**Aim 1**
In the forum posts about shooting ranges over water, what rifles were being fired at the Cape May range years ago?

Sam beat me to it, but I think there are (were) some ranges in New Jersy and England that used the ocean for an impact area.
 
I think there would be a problem with the EPA as well with lead and other metal fragments contaminating the water habitat.
 
The Coast Guard Recruit Training Center in Cape May, New Jersey used a large area of the ocean, which was marked off by buoys, as a back up for their range. Both the Coast Guard and the National Guard used the ranges for training. Back years ago they were firing M-1 rifles and allowing the rounds to fall into the ocean. I'm not sure if this is still being done today.
 
On the Gulf of Mexico, Matagorda Island, the Army had a range in WWII that shot out over the water and was used I think up into the 70s. You can still find .50 cal cases in the sand. It was also a bombing range.

BTW there are runways there that are sometimes used by druggies to make emergency landings.
 
An issue along these lines surfaced up here on Lake Erie several years ago... The story can be viewed here. The original story taken from the Cleveland Plain Dealer Newspaper.

I also want to remember a similar story but aligned with Camp Perry but heck if I can find it anywhere.

Ron
 
The body of water would have to be privately owned and have no access to others so that human activity behind the target area would be a non-issue. Most private citizens do not have the power and authority like the military to buoy off and prevent access to large bodies of water that have access to the general public. Now a small body of water(private pond) with mountains or large hills behind it that would stop any and all ricochets could be safe, again if the area behind the body of water, being used as the backstop, was privately owned and no access to others was available. Anything man-made would be too small and anytime the public has free and easy access to the backstop area, you would be risking their safety.
 
My son is a BM1 in the Coast Guard; he's coxswain on a 32' Port Security boat.

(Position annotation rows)
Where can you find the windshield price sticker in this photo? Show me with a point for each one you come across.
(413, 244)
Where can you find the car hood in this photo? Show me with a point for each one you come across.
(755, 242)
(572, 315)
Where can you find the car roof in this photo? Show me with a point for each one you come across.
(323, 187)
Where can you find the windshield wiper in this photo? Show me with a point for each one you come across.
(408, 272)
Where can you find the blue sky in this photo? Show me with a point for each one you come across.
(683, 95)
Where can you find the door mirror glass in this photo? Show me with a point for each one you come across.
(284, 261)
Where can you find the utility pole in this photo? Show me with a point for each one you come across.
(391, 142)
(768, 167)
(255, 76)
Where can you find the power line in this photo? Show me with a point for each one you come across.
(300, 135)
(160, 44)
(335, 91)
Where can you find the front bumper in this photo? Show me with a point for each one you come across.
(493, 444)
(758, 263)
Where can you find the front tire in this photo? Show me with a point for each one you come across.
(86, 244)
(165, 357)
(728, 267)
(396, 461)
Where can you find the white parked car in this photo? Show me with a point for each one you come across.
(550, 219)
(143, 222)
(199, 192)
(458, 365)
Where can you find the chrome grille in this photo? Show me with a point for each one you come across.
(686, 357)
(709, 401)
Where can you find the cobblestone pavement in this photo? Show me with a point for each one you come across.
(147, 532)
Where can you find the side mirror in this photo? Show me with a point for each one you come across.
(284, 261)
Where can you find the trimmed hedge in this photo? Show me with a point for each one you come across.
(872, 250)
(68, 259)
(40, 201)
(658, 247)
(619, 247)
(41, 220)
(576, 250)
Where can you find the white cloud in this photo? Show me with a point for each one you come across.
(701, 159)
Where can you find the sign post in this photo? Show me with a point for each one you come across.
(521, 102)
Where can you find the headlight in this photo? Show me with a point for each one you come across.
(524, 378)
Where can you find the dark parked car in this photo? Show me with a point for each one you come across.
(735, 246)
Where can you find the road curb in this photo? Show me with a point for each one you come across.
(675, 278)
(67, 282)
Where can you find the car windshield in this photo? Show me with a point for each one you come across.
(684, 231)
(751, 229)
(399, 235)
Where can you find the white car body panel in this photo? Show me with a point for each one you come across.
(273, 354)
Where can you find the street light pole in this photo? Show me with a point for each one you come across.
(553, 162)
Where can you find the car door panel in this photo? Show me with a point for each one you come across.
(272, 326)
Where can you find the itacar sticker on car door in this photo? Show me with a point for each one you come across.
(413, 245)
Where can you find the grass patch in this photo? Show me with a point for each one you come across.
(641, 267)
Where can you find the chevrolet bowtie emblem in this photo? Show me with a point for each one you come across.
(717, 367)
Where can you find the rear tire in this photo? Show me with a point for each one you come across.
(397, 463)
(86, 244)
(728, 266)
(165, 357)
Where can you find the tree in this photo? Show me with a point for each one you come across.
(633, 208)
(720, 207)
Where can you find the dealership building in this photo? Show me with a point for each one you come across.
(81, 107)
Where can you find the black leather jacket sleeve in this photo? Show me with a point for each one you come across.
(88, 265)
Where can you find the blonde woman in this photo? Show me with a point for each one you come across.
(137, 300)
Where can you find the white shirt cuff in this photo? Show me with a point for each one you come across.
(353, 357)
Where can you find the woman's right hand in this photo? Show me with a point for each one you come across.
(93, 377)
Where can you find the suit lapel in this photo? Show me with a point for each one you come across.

**Aim 2**
Gather every line of the rows above that contains the string "windshield". Case counts.

**Correct output 1**
M-1 rifles.

**Correct output 2**
Where can you find the windshield price sticker in this photo? Show me with a point for each one you come across.
Where can you find the windshield wiper in this photo? Show me with a point for each one you come across.
Where can you find the car windshield in this photo? Show me with a point for each one you come across.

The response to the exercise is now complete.